We perish because we know not… #TLENews
An Alabaster man who Shelby County prosecutors claim has at least 24 prior DUI convictions was sentenced to 10 years in prison on Tuesday for his latest charge.
On the day before he turned 56 years old, David Louis Layne pleaded guilty in Shelby County Circuit Court in Columbiana to felony driving under the influence and misdemeanor third-degree assault involving injury to a person. Circuit Judge Dan Reeves sentenced Layne in line with the prosecution’s recommendation of 10 years for the DUI charge.
The prison length was a departure from presumptive sentencing standards, which recommended a sentence of between 15 months and 97 months, according to court documents. The parties agreed to an aggravating factor that the offense “created a substantial risk to human health of safety.”
Layne has been in jail on both charges since his arrest Sept. 4 after a two-vehicle crash that caused injuries to an occupant of the other car in Alabaster.

•••••

#### Task
Extract the passage of the DUI sentencing article from "We perish because" to "the DUI charge.", word for word.

•••••

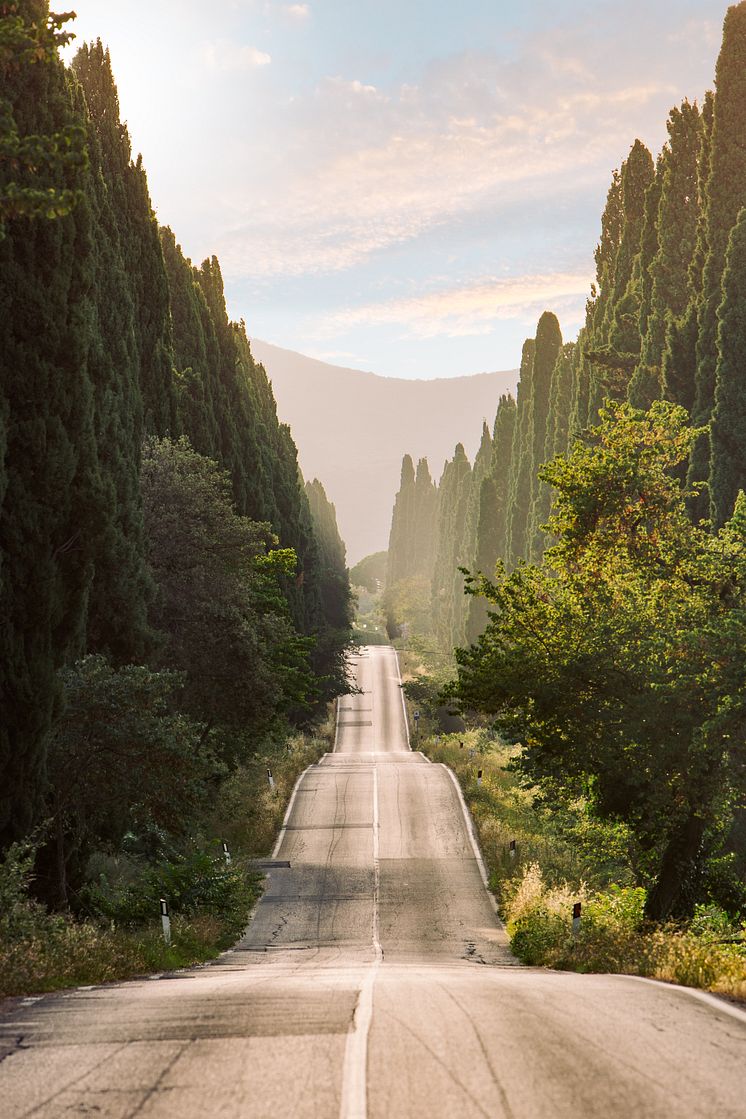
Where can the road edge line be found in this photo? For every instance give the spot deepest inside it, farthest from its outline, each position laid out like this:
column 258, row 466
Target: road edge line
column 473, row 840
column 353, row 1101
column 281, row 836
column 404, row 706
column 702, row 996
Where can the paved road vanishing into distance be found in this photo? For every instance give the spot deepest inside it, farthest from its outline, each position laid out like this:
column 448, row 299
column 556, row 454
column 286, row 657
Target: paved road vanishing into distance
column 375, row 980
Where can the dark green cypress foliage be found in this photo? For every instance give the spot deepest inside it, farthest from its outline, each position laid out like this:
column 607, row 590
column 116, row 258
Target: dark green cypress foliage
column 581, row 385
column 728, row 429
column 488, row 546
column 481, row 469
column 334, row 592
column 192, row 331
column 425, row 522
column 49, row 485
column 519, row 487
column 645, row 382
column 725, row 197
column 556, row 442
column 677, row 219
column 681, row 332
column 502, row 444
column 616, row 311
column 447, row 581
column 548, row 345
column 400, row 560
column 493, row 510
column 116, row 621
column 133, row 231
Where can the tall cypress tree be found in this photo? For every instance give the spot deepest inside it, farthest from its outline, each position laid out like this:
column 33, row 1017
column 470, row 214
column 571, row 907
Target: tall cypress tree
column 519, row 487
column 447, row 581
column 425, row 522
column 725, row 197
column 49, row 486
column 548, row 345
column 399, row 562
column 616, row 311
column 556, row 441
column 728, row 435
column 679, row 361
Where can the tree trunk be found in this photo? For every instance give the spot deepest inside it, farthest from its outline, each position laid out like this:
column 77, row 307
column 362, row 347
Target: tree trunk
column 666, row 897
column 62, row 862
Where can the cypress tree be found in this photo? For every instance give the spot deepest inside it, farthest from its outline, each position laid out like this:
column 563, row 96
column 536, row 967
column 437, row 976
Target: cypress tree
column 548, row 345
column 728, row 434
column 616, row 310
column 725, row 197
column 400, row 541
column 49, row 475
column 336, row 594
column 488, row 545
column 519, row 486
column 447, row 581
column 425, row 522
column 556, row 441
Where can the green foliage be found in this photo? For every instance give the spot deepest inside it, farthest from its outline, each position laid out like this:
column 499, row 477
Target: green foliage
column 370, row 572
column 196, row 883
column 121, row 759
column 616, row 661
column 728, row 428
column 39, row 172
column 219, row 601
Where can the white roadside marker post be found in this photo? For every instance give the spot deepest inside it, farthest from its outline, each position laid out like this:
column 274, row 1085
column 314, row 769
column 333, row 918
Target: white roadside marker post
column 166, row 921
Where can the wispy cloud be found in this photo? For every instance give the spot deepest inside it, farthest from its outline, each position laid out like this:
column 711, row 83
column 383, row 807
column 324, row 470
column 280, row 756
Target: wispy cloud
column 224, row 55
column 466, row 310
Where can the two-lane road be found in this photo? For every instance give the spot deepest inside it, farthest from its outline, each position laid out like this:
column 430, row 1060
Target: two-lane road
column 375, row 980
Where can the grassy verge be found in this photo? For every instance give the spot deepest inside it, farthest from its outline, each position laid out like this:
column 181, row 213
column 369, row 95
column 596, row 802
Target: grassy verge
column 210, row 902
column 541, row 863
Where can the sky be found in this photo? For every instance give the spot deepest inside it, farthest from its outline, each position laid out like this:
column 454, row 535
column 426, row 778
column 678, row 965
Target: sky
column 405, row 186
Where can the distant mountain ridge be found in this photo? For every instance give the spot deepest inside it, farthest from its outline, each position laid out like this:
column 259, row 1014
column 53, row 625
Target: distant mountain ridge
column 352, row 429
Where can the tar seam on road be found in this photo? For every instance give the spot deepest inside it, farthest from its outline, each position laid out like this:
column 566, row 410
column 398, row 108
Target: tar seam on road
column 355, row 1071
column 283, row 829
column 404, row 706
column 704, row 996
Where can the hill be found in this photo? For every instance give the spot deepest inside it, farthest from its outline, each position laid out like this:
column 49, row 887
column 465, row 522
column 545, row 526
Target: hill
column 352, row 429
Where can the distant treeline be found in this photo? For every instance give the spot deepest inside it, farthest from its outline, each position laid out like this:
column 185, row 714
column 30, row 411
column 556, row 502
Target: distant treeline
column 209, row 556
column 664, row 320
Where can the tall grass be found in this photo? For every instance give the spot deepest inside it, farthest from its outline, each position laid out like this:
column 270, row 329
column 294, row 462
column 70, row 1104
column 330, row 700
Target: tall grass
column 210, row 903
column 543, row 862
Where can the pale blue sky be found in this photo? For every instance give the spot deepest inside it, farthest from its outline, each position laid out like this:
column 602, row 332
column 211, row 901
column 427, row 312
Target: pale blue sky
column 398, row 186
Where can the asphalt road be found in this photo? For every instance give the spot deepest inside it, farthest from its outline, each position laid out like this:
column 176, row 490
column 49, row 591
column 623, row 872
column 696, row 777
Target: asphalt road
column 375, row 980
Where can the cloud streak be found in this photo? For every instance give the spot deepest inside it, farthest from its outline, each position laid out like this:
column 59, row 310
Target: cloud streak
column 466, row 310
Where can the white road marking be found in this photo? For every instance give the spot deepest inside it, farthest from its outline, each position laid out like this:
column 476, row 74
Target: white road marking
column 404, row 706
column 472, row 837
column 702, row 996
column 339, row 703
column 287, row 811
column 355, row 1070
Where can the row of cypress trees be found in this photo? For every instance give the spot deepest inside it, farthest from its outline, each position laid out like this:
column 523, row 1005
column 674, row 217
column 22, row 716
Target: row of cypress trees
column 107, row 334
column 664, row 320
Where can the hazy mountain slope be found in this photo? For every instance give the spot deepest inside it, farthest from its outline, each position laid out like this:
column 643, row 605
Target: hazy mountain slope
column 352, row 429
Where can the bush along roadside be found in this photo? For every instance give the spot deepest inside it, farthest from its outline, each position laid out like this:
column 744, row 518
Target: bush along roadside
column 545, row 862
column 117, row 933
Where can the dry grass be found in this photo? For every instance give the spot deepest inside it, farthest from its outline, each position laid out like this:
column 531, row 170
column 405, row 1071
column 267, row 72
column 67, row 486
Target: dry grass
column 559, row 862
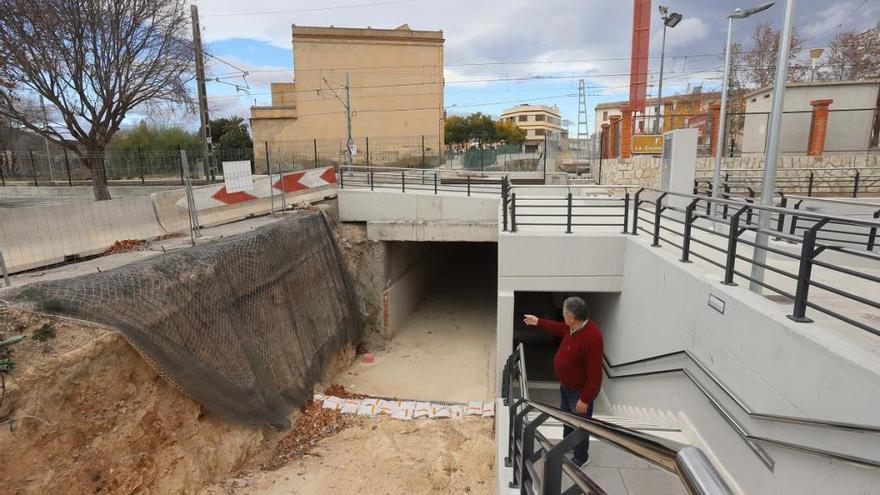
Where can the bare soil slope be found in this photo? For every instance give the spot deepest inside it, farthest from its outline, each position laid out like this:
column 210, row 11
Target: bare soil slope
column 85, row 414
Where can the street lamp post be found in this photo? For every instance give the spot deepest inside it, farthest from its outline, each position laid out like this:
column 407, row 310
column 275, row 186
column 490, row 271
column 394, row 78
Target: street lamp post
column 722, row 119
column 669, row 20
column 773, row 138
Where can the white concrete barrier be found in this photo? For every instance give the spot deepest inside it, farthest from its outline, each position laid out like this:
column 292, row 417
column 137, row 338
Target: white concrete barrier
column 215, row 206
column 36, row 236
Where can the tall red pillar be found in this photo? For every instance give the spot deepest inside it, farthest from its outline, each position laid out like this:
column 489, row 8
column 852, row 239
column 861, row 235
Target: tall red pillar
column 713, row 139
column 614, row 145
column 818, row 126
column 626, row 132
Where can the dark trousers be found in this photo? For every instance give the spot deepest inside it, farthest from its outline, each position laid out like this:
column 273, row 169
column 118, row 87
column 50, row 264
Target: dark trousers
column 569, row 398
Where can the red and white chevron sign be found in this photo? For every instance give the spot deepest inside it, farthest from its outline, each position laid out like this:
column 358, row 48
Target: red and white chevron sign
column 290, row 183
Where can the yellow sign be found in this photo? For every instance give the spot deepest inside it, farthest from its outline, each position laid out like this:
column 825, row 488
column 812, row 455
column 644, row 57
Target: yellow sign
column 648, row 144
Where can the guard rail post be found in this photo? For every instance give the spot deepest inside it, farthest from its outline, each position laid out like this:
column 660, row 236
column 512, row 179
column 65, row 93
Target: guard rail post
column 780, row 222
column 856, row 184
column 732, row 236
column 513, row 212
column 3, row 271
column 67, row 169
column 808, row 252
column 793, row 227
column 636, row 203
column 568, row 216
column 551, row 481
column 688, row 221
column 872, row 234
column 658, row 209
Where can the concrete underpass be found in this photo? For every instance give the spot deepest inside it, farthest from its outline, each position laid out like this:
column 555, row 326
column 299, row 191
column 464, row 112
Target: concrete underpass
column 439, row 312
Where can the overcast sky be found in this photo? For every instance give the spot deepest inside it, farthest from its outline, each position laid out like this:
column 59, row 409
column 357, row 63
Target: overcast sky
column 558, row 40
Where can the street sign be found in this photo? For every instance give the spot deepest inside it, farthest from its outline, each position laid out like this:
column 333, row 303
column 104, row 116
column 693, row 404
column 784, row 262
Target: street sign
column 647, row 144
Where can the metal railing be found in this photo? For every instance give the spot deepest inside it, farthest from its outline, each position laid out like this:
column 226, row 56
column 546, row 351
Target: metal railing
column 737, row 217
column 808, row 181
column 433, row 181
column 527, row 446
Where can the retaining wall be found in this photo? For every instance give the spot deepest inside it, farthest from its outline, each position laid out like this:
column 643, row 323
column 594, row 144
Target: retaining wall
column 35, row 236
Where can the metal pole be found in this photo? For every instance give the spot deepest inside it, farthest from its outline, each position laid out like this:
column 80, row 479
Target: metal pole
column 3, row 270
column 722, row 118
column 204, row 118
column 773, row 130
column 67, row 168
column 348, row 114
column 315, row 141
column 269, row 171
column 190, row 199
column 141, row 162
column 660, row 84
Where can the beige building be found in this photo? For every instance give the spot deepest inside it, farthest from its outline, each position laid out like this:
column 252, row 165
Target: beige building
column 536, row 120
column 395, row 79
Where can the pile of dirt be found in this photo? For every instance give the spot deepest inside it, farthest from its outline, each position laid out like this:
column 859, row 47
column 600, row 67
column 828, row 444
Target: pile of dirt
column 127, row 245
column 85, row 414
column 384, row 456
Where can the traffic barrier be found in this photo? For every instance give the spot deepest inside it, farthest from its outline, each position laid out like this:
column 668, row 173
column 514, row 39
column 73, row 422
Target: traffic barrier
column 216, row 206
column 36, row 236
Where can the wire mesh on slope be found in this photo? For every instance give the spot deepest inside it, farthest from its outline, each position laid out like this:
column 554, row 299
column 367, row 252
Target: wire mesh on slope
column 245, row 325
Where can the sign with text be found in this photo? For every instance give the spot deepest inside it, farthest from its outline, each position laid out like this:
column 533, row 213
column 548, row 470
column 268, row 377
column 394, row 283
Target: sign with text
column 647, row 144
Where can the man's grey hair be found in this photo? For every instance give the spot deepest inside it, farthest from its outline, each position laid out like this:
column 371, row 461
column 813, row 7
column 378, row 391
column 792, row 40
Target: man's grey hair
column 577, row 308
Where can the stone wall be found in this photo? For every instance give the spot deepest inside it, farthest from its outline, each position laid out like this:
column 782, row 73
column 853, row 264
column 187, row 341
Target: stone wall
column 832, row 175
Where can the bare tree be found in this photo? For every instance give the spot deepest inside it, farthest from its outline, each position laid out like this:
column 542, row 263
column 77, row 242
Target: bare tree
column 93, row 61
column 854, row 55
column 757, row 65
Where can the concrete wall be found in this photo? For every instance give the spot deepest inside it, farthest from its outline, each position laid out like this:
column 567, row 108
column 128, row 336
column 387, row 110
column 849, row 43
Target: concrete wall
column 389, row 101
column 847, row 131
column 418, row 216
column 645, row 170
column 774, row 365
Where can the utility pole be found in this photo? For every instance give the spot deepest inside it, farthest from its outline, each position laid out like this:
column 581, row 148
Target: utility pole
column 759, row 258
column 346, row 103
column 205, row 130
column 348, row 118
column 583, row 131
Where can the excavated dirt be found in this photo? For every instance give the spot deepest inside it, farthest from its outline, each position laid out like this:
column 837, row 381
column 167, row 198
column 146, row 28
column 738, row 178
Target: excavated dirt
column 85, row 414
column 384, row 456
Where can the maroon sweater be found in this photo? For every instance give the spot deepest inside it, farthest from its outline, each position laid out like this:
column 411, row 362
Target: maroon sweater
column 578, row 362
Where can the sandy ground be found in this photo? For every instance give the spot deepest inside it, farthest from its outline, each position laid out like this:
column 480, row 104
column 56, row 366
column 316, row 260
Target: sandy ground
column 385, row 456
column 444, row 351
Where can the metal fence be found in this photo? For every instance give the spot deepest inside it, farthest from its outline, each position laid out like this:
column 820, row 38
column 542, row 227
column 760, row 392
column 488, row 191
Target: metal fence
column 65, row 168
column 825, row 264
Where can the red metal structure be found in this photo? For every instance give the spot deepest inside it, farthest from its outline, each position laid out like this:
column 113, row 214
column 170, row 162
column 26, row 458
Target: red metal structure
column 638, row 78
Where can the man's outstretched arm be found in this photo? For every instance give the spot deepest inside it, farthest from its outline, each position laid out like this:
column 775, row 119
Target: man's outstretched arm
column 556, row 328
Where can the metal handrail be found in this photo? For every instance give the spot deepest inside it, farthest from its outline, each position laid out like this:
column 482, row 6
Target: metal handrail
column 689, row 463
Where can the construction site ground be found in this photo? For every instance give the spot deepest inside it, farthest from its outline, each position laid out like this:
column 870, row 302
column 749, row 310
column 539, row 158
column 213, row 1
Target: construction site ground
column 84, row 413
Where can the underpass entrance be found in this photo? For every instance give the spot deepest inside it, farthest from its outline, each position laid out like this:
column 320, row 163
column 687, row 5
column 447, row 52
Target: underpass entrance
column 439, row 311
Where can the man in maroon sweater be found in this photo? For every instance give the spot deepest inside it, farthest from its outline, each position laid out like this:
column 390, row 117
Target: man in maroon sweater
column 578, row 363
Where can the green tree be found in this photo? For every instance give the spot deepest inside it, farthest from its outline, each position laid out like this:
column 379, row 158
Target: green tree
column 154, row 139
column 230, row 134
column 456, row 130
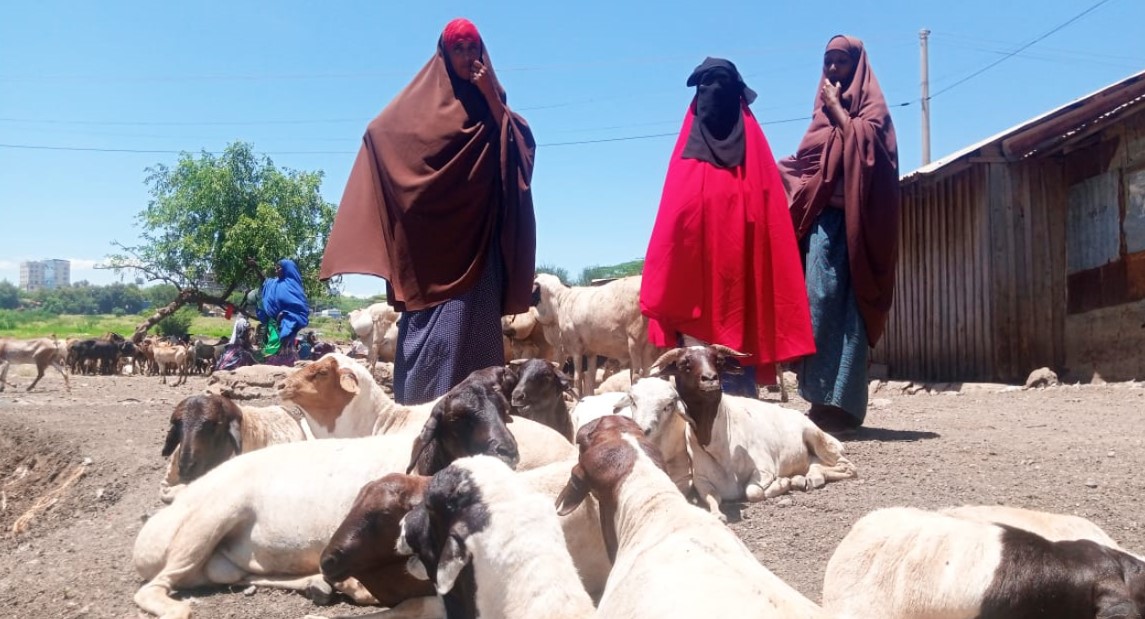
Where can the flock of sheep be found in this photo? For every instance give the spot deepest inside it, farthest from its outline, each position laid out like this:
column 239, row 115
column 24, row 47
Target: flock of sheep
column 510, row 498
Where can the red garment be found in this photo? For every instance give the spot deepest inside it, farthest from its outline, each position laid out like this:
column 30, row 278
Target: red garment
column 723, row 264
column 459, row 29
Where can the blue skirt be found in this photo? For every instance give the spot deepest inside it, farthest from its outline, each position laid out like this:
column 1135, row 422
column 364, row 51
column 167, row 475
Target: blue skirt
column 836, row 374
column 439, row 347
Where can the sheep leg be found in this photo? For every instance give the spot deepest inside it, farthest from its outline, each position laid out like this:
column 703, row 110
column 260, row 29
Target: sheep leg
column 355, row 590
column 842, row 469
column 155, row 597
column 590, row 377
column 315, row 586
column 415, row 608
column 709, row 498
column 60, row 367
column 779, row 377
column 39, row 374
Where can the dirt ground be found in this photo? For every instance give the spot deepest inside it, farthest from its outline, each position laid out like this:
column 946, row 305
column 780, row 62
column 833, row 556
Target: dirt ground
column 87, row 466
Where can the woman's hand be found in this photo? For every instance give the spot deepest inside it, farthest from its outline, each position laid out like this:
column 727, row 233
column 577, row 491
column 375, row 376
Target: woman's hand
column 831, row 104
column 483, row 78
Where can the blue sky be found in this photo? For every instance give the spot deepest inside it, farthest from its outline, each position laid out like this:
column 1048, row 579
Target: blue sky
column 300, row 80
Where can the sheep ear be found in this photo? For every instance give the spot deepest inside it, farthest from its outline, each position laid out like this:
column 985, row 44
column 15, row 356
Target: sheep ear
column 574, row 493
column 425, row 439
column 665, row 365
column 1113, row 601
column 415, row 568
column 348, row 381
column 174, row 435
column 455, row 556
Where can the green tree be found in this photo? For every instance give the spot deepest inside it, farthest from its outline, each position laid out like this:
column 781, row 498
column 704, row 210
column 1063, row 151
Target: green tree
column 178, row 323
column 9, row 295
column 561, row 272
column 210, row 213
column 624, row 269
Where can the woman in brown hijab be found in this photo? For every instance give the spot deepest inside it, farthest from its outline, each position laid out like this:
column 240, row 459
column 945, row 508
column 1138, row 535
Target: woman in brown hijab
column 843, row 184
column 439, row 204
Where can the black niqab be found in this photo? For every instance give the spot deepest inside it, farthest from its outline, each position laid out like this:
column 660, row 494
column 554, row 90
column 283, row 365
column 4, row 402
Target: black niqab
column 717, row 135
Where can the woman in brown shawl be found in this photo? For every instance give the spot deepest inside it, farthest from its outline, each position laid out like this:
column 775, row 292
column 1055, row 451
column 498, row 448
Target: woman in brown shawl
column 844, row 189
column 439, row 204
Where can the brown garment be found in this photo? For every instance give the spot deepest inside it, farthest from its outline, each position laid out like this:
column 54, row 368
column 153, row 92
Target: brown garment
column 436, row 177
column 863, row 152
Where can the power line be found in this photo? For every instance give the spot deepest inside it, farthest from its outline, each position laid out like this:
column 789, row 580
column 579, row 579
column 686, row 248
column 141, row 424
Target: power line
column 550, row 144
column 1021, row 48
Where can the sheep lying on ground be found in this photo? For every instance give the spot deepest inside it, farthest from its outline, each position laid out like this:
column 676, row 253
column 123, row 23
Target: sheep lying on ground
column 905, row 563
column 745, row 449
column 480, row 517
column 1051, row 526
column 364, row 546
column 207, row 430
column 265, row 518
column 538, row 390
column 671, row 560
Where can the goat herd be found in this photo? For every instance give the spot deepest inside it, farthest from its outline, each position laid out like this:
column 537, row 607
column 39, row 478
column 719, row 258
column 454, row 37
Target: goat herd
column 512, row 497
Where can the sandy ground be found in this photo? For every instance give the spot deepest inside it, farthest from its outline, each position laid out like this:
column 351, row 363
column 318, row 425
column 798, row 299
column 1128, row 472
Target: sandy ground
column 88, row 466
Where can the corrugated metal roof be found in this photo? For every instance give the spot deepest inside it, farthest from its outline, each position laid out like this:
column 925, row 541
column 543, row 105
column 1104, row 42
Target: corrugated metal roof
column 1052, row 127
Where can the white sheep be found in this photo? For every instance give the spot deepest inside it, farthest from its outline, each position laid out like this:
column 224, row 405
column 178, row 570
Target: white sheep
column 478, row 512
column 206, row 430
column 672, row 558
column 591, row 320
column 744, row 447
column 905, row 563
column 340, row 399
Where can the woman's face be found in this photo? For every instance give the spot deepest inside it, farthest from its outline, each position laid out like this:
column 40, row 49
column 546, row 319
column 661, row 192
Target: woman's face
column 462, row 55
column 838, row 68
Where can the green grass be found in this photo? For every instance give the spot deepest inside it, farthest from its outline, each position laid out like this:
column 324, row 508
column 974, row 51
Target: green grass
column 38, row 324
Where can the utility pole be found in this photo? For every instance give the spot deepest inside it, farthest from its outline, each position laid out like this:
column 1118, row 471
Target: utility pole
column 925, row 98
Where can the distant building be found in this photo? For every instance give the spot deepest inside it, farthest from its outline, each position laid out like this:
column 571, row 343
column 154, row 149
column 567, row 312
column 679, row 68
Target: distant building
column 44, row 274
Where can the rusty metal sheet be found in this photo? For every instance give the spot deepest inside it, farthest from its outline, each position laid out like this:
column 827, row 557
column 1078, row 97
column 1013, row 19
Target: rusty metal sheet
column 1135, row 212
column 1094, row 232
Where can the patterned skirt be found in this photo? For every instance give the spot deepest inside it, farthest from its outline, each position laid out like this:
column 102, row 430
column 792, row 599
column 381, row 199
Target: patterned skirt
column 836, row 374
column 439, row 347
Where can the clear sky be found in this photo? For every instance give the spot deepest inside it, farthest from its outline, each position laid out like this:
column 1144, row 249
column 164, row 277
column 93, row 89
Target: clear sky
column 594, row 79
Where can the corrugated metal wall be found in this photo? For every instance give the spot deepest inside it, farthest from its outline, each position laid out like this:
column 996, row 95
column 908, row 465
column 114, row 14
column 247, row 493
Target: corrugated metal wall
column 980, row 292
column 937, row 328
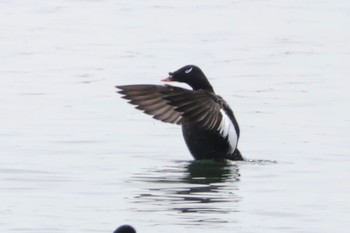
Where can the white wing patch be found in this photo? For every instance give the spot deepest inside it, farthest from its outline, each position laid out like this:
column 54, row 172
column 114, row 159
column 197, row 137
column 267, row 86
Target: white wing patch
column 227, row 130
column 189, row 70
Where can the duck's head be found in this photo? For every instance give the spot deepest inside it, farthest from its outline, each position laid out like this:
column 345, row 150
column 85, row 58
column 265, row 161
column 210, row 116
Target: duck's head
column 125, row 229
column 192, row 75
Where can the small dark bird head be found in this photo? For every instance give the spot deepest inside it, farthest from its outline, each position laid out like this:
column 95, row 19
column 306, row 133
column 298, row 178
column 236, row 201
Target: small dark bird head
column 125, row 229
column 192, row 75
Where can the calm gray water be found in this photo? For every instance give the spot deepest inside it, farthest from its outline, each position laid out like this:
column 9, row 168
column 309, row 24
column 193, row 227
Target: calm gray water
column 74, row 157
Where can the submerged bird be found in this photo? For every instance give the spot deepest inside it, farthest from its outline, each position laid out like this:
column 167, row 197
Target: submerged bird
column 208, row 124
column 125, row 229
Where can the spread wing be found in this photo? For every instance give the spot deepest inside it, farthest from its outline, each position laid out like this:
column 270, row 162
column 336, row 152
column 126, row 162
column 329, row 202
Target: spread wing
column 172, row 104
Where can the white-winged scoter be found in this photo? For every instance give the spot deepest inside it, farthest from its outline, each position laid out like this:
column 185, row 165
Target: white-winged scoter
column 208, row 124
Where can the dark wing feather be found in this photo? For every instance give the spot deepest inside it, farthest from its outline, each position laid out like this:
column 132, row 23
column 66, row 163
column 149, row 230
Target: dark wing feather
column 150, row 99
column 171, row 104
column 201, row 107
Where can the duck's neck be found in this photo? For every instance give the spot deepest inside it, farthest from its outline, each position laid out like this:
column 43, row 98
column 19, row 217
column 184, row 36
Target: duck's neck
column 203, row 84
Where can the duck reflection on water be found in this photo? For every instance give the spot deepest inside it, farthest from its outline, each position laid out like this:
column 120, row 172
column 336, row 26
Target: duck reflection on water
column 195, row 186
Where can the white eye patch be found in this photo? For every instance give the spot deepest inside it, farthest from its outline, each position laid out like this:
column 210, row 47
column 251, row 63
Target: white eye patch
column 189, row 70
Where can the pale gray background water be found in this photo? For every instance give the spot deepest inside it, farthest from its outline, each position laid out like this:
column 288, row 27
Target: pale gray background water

•••••

#### Written answer
We perish because we know not… #TLENews
An Alabaster man who Shelby County prosecutors claim has at least 24 prior DUI convictions was sentenced to 10 years in prison on Tuesday for his latest charge.
On the day before he turned 56 years old, David Louis Layne pleaded guilty in Shelby County Circuit Court in Columbiana to felony driving under the influence and misdemeanor third-degree assault involving injury to a person. Circuit Judge Dan Reeves sentenced Layne in line with the prosecution’s recommendation of 10 years for the DUI charge.